Saturday will mark the 115th meeting between the two teams (7:30 p.m. ET, ABC), a series that is lopsided in Oklahoma’s favor, historically, with the Sooners leading 89-18-7. Despite that mark, the 21st-century Bedlam games have often been thrilling affairs with jaw-dropping moments and, usually, conference and/or national implications. It has become a regular stop for College GameDay, which will originate from the series’ location for the seventh time this weekend.
This time around, both teams are still in the hunt for a spot in the Big 12 championship game, so a win is crucial.
Before the latest edition, let’s take a look back at some of the wildest games in the series’ history:
1988: A classic (Oklahoma 31, Oklahoma State 28)
The 1988 edition of Bedlam was a true classic, with several dramatic moments in the final stanza. After a touchdown by eventual Heisman Trophy winner Barry Sanders gave Oklahoma State a four-point lead, the Sooners marched downfield to take it back. But the drive was riddled with mishaps.

Provided records

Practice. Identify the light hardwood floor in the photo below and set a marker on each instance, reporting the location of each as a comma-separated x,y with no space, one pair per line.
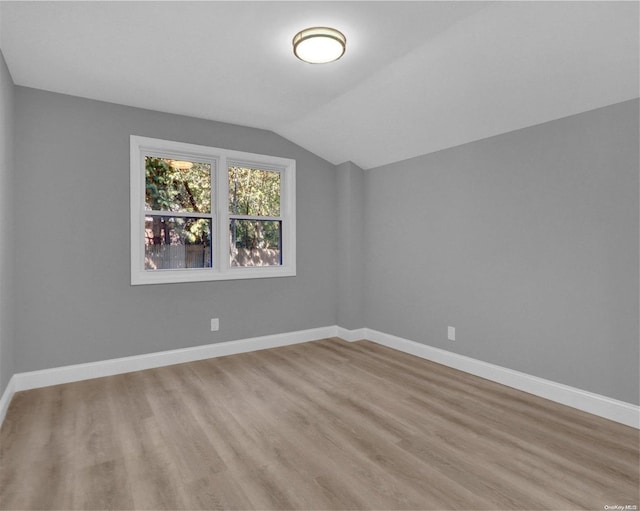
322,425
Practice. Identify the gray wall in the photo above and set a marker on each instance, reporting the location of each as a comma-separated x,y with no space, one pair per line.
74,300
526,242
6,225
350,245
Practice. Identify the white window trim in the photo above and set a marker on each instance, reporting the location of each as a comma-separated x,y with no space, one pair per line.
219,158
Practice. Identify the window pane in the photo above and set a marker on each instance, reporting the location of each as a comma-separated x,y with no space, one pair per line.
254,192
255,242
176,242
177,185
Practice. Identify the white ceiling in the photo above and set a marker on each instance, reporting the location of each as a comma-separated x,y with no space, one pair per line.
417,76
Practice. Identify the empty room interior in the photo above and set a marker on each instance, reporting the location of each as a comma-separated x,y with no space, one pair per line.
319,255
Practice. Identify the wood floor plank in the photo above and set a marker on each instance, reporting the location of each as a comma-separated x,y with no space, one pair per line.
322,425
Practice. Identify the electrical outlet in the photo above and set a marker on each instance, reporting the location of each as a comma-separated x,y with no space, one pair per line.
451,333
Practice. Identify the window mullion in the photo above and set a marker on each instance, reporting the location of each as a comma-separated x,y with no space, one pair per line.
222,208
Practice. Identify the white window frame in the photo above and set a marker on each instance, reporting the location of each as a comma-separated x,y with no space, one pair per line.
220,160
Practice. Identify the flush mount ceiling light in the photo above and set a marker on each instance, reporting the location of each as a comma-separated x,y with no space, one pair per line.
319,45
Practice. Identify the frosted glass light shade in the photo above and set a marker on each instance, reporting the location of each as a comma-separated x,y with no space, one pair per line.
319,45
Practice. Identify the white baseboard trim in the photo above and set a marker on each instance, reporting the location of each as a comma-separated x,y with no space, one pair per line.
351,335
6,398
596,404
68,374
618,411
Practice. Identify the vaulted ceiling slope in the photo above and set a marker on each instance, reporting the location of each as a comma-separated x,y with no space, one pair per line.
417,76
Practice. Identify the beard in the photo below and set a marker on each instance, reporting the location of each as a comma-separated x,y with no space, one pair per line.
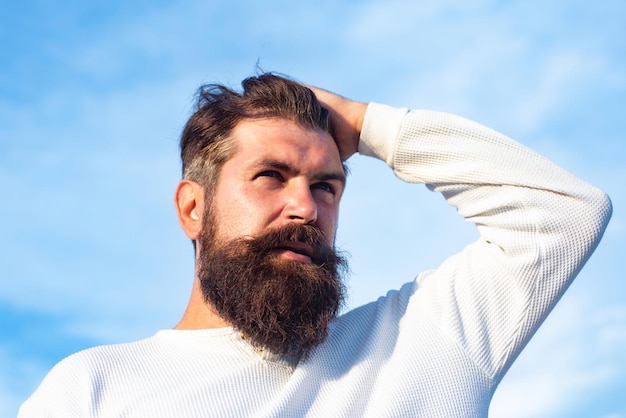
281,305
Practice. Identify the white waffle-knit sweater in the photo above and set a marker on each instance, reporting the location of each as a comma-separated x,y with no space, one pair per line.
437,347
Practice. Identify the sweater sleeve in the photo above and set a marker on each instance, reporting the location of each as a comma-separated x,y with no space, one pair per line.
538,225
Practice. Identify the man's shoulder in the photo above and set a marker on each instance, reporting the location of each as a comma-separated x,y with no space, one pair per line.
92,360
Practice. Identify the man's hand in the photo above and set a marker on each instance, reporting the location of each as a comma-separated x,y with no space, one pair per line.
346,117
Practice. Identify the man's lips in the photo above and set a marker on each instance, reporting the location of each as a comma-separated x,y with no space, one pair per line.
298,251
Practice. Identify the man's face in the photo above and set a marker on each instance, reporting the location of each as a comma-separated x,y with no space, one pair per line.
280,173
267,263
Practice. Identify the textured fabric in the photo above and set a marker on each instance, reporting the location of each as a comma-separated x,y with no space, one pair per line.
438,346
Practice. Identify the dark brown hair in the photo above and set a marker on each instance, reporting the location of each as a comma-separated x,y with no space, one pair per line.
205,144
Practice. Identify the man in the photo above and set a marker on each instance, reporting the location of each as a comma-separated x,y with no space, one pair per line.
262,181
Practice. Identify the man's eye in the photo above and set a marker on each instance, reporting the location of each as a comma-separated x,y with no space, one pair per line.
270,173
327,187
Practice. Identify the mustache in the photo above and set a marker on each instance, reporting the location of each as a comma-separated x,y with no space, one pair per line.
306,234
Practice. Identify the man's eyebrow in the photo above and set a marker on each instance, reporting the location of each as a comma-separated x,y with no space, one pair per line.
283,166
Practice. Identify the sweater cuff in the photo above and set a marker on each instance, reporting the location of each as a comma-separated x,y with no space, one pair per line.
381,127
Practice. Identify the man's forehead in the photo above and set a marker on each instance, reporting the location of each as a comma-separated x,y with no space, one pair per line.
283,141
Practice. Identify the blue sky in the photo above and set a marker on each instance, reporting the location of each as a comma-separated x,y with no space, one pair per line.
93,96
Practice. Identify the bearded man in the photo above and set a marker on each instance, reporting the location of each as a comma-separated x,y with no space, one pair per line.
263,176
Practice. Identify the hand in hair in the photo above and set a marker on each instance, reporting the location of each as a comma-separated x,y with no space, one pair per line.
346,117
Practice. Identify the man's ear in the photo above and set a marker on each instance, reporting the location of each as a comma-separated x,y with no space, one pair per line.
189,201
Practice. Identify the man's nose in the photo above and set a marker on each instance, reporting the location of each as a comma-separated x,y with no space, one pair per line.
300,205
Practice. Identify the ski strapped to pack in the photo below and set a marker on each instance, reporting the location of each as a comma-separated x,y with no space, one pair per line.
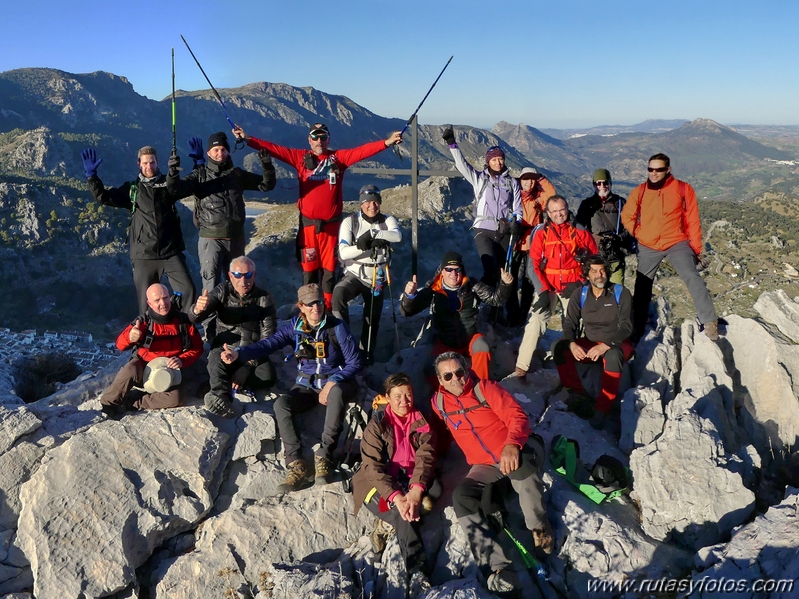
607,479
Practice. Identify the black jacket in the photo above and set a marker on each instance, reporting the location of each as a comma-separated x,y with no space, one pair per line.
154,229
218,189
454,328
240,320
604,320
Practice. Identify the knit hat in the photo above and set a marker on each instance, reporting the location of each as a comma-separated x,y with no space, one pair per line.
602,174
309,293
218,139
452,259
494,152
370,193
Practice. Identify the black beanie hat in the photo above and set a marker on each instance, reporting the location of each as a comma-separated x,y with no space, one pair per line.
452,259
218,139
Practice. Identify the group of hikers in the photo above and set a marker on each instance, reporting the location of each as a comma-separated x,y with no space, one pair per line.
536,260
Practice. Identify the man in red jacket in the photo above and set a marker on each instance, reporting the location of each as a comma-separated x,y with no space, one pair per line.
556,272
320,172
162,332
494,434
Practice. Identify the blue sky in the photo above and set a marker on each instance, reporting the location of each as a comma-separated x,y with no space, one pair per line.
546,64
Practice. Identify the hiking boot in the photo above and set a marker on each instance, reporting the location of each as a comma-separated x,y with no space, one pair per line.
219,404
295,476
324,471
712,330
503,581
542,537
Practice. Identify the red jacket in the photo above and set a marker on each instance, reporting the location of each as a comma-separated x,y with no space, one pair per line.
660,218
557,243
167,342
318,198
484,432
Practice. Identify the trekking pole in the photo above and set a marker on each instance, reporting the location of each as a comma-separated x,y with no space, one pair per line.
415,112
216,93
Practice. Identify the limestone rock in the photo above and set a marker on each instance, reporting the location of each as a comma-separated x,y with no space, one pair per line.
101,502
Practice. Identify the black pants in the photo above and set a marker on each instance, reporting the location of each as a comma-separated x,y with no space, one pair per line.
260,377
349,288
301,399
149,272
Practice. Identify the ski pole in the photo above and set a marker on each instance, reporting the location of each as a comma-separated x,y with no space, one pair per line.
216,93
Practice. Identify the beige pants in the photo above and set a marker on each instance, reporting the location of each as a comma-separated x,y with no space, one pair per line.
536,326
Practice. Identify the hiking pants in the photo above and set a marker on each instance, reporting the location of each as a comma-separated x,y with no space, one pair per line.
318,250
493,251
409,536
540,313
301,399
261,377
467,499
683,259
132,375
478,351
349,288
149,272
215,256
613,363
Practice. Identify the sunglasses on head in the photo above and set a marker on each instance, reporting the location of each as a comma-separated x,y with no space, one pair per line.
447,376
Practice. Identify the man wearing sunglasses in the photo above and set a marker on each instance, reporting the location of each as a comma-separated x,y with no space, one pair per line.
601,215
327,362
495,436
454,301
245,313
662,214
320,173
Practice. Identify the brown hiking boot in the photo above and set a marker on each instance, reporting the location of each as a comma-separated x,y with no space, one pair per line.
712,330
295,476
324,471
542,537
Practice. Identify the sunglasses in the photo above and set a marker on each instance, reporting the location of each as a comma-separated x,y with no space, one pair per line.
447,376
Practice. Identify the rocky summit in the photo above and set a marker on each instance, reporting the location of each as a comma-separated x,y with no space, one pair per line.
181,504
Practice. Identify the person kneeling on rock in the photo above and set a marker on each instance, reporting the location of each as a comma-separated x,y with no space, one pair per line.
495,436
606,314
396,481
165,343
327,362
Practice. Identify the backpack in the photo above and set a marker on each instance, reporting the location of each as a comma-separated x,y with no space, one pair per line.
607,479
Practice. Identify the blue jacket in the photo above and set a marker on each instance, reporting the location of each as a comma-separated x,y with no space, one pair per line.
342,360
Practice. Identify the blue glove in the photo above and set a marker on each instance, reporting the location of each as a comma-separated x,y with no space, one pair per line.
196,151
90,162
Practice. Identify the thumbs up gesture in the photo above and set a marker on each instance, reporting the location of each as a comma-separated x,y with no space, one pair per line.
229,355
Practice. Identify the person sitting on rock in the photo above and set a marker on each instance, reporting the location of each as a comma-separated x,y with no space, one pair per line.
606,314
244,314
161,332
495,436
454,302
396,481
327,362
364,248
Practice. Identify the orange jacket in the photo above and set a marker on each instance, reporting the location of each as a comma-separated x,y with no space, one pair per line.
660,218
534,205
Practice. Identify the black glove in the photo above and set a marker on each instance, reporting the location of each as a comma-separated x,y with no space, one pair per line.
364,242
173,163
90,162
196,151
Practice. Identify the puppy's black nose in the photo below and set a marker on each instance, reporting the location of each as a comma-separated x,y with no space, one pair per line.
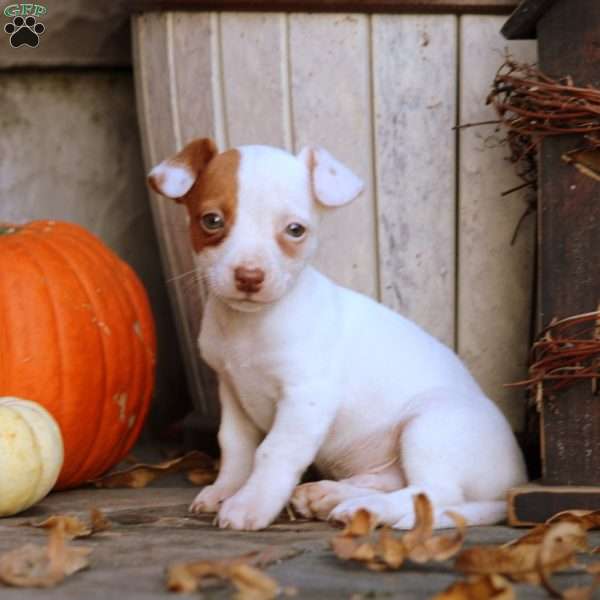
248,280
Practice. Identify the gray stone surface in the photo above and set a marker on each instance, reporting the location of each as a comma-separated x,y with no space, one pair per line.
151,529
70,150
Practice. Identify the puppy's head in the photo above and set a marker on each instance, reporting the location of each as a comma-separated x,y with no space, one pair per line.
253,213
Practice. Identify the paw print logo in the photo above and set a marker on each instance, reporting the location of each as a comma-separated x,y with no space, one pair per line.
24,32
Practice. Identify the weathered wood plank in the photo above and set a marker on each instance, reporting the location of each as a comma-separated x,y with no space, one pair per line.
162,110
331,107
361,6
495,279
254,48
414,75
569,245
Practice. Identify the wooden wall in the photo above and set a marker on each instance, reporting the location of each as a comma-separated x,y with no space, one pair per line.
430,236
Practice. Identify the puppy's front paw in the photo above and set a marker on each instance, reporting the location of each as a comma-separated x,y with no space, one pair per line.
247,511
376,504
316,500
209,499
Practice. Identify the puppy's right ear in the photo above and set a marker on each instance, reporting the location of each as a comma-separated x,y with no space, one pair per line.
175,176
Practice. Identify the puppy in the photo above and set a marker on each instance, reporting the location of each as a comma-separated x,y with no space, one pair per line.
311,372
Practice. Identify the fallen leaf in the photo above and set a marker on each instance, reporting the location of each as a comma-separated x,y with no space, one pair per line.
74,527
521,562
362,523
141,475
484,587
423,527
587,161
420,543
188,577
589,519
389,552
391,549
43,566
252,584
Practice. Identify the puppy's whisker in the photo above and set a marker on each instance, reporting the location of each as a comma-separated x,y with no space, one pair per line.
182,275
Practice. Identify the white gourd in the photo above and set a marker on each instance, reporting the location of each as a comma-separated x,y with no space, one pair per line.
31,454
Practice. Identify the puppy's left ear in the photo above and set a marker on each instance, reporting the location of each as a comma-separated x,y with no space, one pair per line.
175,176
333,183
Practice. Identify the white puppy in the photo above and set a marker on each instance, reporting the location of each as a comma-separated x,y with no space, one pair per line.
311,372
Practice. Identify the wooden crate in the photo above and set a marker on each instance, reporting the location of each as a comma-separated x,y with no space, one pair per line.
430,237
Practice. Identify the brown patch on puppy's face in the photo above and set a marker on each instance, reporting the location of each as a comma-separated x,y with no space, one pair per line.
212,201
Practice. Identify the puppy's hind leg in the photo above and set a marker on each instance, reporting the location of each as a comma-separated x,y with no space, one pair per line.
458,454
316,500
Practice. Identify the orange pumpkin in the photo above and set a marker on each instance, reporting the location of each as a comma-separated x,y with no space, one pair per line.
76,336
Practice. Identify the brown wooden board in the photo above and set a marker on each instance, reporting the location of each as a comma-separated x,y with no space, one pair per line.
363,6
522,23
569,221
532,504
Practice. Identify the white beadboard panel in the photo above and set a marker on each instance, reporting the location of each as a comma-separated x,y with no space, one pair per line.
255,84
495,279
331,106
167,53
415,83
190,75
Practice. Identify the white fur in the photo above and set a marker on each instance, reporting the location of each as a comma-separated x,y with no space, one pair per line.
312,372
173,180
334,183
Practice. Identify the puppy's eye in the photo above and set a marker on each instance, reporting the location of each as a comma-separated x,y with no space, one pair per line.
212,222
295,230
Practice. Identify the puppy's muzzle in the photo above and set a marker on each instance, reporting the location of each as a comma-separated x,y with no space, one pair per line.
249,280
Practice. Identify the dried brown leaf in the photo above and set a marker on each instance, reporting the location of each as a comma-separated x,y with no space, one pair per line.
420,543
524,561
586,161
533,537
43,566
362,523
484,587
252,584
560,536
141,475
389,552
98,521
423,527
188,577
391,549
73,527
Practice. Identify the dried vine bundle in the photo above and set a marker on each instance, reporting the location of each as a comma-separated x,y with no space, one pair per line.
532,106
567,351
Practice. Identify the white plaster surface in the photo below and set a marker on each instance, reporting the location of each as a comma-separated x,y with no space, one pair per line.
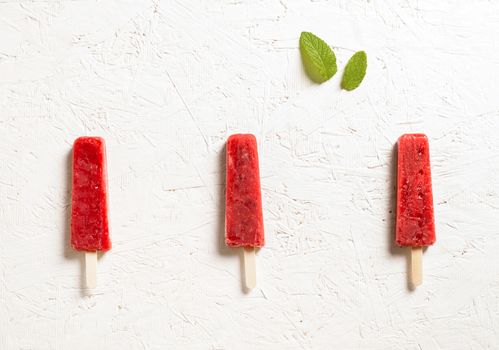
165,82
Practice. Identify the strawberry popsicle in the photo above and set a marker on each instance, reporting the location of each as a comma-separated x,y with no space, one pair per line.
243,208
89,220
415,225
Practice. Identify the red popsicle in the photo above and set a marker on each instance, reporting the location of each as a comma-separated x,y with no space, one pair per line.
89,219
415,219
243,208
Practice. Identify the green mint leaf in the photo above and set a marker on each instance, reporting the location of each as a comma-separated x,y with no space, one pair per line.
318,58
355,71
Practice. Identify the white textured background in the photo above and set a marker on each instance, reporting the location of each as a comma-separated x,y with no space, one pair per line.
165,82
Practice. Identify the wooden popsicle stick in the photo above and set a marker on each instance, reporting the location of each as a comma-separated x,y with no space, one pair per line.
91,269
416,265
249,267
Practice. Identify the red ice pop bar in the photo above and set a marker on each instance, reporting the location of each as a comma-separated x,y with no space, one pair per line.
415,220
89,221
243,208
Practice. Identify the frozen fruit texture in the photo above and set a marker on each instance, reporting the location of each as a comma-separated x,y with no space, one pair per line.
89,217
243,209
415,219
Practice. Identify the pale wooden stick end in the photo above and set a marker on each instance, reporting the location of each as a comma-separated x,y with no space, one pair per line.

Instructions
- 1) From the heading of the 1988 game in the Bedlam series article, list every number.
- 2) Copy each line of the records that contains the string "window".

Complete answers
- 1) 1988, 31, 28

- 2)
Practice. Identify the white window trim in the photo above and set a marker on each instance, reporting the location of each as a comma-separated x,y with no space, one pair per line.
Practice. Identify the window pane in the photo above and set a marker on each instance, reporting the location of each as a comma-separated x,y with no space, one pair per line.
Practice. Identify the window mullion in the photo above and set a marker on each instance, reporting the location of each as a comma-separated x,y with no space, one pair per line.
Practice. Identify the white window frame in the photo above and set a marker on each instance, reporting the location of each as a comma-separated x,y with no space, one pair per line.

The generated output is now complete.